Please give, exactly as they appear below, the line with "annotation. Detect grass" and every line after it through the final one, and nothing else.

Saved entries
-- Opening Marker --

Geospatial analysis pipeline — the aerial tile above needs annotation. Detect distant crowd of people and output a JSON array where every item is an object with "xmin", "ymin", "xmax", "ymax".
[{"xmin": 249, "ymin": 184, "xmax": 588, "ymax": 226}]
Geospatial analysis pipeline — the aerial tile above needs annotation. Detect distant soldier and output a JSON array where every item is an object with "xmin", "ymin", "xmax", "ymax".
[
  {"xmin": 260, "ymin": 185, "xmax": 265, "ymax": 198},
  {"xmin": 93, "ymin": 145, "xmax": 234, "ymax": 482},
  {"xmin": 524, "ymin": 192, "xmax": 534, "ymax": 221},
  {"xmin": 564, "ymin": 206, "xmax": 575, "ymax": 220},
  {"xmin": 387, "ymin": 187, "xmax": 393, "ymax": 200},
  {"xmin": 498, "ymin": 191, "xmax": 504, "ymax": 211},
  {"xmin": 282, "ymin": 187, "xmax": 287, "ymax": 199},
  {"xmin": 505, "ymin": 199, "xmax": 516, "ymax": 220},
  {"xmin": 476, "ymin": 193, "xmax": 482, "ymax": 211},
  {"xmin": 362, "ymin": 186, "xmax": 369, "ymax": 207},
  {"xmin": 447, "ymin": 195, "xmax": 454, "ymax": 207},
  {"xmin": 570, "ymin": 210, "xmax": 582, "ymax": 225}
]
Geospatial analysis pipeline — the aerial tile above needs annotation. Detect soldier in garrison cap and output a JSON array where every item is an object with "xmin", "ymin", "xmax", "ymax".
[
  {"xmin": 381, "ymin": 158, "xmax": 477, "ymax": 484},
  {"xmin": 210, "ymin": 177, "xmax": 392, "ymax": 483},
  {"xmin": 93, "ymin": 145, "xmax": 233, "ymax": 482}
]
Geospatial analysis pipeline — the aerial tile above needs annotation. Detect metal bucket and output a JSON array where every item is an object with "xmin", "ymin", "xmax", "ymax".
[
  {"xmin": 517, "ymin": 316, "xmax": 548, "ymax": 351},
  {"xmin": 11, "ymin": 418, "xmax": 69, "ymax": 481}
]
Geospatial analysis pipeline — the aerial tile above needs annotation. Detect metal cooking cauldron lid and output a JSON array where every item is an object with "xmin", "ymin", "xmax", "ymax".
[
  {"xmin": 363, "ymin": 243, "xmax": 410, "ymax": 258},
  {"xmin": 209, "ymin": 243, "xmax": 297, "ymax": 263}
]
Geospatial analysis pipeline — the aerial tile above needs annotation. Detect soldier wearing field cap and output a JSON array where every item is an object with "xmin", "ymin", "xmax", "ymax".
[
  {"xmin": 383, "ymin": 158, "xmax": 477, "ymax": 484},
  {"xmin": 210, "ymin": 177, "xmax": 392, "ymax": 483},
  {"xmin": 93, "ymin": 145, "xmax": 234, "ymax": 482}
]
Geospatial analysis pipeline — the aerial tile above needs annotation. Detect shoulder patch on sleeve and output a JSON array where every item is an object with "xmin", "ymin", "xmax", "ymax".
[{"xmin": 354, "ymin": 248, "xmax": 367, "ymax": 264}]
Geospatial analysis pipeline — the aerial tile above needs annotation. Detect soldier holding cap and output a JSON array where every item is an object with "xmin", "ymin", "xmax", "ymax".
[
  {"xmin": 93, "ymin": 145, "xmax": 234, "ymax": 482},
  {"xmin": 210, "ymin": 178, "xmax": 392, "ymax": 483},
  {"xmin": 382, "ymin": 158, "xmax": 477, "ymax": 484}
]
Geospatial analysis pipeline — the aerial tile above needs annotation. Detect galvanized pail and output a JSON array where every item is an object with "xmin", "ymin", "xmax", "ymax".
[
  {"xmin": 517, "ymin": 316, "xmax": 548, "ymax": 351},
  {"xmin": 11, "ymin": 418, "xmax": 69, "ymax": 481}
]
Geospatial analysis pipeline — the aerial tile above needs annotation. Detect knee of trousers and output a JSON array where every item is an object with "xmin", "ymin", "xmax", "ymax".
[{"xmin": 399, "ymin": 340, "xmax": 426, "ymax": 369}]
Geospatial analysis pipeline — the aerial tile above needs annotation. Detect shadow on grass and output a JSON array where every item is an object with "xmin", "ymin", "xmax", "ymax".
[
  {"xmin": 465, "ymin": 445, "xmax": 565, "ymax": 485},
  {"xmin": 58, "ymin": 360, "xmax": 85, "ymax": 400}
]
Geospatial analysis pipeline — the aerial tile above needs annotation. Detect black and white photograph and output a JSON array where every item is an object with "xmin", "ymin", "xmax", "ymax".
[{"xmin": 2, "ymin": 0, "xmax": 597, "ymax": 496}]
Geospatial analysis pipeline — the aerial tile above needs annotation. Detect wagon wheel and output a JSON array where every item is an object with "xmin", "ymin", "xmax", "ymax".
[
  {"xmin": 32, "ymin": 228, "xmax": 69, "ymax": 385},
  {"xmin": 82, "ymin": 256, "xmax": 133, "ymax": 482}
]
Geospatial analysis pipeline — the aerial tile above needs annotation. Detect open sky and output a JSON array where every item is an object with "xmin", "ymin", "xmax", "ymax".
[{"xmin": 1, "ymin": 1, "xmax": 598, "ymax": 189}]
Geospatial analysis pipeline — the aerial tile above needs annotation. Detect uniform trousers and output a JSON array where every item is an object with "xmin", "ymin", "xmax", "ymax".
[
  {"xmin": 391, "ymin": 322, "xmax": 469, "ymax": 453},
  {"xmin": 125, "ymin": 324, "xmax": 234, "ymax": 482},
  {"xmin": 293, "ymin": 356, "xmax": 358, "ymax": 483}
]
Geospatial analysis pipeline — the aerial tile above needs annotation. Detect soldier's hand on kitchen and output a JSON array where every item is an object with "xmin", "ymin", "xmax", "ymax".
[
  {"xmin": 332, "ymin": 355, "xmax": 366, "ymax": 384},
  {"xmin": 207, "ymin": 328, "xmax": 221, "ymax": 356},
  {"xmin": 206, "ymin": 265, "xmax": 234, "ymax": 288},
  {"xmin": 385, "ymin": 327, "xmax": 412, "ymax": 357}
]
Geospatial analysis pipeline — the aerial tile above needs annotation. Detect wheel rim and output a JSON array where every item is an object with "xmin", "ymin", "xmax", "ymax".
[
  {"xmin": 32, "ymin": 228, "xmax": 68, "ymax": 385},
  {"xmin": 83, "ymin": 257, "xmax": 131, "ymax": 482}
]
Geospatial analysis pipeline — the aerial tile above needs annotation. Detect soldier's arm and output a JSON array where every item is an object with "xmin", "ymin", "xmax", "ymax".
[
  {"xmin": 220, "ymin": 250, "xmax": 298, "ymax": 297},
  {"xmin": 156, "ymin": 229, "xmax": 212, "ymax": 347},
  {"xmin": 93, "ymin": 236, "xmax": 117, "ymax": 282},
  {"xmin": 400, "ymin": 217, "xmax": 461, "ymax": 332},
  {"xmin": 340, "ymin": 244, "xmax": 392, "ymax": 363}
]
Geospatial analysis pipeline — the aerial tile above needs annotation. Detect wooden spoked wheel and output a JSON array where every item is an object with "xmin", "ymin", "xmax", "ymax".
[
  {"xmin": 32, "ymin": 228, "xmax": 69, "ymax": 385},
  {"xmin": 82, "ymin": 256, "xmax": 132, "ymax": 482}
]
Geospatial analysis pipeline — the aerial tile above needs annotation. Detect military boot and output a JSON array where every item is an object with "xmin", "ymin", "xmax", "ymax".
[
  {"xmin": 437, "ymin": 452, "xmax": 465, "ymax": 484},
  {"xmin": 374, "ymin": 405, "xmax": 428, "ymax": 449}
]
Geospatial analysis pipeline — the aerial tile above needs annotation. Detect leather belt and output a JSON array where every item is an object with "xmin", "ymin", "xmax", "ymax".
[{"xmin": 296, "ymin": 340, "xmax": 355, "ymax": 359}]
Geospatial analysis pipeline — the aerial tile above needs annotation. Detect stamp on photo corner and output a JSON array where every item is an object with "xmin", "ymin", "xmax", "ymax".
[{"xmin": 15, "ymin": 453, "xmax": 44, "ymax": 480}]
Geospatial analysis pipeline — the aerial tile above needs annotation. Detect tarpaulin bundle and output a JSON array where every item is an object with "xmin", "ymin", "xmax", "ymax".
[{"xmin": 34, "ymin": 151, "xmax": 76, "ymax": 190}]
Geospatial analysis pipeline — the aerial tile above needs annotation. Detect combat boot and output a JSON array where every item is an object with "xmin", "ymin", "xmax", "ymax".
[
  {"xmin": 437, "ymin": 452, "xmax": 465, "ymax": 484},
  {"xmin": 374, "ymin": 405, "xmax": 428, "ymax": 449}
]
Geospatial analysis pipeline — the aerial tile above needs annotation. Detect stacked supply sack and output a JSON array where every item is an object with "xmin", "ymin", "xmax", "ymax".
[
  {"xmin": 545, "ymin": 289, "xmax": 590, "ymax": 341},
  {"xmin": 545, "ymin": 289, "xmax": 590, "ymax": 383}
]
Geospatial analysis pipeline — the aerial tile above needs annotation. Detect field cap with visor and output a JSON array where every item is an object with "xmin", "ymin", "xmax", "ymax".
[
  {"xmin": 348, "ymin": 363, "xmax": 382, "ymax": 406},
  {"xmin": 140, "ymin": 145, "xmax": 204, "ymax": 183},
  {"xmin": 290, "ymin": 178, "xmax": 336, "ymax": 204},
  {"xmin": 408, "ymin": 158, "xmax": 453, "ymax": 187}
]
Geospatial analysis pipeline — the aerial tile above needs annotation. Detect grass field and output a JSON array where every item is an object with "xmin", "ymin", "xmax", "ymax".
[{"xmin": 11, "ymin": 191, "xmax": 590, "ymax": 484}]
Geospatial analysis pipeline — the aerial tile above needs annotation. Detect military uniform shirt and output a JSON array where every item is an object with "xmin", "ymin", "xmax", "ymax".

-- Closing Marker --

● **Output of the task**:
Geospatial analysis pipeline — the aerial tile above needs annotation. Detect grass field and output a JSON array where every item is an object with "xmin", "ymin", "xmax", "ymax".
[{"xmin": 11, "ymin": 191, "xmax": 590, "ymax": 484}]
Geospatial analysis pipeline — the aerial tile above needs annotation. Detect military uniform shirt and output a JSON array where every item is an object with "xmin", "ymin", "xmax", "ymax".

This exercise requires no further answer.